▸ WORK REQUEST: The lines you return should be those containing the string "pane", taken from the data below.

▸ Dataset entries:
● ● ● ● ● ● ●

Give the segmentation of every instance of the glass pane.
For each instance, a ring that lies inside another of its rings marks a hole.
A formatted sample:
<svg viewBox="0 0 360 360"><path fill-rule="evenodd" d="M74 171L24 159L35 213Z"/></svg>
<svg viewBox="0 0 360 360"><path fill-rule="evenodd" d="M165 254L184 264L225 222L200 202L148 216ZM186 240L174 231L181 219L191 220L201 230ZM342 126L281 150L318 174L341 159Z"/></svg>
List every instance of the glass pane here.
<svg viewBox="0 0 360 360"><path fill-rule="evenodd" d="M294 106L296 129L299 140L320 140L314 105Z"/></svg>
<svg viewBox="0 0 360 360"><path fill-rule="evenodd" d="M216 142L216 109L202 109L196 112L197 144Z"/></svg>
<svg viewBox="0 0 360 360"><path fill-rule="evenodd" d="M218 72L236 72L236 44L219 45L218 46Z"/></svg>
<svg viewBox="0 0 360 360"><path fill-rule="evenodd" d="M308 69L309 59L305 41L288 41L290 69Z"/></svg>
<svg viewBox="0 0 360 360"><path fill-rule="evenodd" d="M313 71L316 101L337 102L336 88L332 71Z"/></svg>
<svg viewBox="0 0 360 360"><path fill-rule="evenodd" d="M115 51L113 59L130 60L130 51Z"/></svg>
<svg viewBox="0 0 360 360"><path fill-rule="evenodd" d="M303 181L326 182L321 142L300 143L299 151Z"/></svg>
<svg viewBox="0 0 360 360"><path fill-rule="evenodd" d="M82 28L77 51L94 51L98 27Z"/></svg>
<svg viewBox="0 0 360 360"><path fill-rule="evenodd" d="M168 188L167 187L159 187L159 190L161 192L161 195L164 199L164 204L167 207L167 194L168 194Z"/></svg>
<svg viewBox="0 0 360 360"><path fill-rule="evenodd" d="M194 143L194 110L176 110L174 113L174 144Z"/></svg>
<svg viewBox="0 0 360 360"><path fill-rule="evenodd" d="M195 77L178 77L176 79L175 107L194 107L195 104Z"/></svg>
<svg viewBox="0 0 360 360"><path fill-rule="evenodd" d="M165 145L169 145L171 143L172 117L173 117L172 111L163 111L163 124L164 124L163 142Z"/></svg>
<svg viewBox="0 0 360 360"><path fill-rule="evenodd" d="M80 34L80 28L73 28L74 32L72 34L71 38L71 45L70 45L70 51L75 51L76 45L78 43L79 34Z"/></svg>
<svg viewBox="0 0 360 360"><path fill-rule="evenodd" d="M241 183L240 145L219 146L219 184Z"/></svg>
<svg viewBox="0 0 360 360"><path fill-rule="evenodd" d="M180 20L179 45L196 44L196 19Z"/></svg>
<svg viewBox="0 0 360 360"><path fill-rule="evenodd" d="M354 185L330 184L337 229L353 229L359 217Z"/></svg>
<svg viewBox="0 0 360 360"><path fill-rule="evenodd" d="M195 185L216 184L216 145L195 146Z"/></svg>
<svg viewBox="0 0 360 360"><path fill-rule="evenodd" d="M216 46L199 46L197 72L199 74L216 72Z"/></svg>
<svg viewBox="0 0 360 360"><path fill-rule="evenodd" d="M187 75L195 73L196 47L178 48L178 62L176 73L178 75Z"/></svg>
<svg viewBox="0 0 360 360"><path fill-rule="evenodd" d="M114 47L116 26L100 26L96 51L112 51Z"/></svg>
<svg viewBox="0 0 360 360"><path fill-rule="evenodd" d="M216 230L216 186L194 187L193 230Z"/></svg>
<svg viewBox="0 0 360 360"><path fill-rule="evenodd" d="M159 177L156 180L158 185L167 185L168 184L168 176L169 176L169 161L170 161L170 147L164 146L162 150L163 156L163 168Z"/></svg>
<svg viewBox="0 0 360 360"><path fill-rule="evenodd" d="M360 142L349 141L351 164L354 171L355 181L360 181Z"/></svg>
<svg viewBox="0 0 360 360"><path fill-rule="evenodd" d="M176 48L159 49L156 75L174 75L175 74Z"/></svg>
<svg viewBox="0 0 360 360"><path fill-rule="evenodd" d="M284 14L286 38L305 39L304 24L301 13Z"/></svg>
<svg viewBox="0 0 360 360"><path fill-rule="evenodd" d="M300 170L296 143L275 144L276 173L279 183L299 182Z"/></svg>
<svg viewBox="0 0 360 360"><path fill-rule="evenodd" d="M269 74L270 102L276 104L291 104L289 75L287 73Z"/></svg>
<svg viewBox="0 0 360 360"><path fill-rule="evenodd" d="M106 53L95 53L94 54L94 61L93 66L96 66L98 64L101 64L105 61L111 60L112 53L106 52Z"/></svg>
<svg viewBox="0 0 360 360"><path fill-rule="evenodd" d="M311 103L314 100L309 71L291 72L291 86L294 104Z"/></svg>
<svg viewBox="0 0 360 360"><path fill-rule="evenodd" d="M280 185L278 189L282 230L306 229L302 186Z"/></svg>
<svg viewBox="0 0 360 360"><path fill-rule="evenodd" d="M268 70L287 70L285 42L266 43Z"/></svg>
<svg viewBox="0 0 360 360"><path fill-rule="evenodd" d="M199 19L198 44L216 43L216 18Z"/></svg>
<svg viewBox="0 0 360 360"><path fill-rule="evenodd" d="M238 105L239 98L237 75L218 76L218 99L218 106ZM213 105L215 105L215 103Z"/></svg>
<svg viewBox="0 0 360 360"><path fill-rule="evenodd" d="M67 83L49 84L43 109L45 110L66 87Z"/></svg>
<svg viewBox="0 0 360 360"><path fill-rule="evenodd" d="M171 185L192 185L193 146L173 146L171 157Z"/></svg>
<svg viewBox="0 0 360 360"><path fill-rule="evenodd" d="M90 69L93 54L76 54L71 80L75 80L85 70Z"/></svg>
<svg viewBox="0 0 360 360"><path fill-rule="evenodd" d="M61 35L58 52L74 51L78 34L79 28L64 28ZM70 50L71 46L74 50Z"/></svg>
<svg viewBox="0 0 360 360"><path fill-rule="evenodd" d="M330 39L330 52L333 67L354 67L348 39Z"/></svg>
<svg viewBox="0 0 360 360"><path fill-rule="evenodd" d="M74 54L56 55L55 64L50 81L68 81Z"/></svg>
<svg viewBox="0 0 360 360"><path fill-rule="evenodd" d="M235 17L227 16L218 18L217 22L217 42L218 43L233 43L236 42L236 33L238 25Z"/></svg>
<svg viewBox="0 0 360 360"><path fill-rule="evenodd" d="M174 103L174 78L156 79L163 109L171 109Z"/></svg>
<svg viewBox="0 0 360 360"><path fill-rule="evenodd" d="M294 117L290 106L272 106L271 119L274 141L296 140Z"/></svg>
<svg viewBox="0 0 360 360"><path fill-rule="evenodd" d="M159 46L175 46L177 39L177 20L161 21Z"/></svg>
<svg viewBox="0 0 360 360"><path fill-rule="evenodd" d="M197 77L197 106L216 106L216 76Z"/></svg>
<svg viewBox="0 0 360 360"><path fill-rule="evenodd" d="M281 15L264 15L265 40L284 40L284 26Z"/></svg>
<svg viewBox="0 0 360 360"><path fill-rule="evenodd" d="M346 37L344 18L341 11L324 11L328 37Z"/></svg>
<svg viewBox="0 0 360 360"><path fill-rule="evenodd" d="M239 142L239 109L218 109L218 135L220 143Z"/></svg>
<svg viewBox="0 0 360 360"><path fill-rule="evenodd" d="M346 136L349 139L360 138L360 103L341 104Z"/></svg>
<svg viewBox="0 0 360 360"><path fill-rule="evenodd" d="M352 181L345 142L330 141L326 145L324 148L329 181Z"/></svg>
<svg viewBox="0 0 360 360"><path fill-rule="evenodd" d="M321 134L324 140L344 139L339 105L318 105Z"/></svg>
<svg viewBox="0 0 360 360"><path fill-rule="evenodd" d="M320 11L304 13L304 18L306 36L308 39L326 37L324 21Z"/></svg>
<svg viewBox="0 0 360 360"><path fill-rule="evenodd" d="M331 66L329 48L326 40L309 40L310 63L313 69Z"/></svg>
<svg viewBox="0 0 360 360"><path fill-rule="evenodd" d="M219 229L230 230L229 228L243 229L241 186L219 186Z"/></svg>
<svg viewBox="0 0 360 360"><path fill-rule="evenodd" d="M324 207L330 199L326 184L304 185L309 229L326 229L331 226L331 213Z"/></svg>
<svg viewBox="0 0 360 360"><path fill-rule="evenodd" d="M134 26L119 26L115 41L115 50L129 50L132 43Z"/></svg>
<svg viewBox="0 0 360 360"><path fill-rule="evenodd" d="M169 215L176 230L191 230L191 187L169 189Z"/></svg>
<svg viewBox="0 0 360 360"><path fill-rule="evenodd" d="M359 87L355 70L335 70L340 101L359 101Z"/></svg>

● ● ● ● ● ● ●

▸ SOLUTION FOR THIS PROBLEM:
Give the segmentation of every instance of the glass pane.
List every instance of the glass pane here.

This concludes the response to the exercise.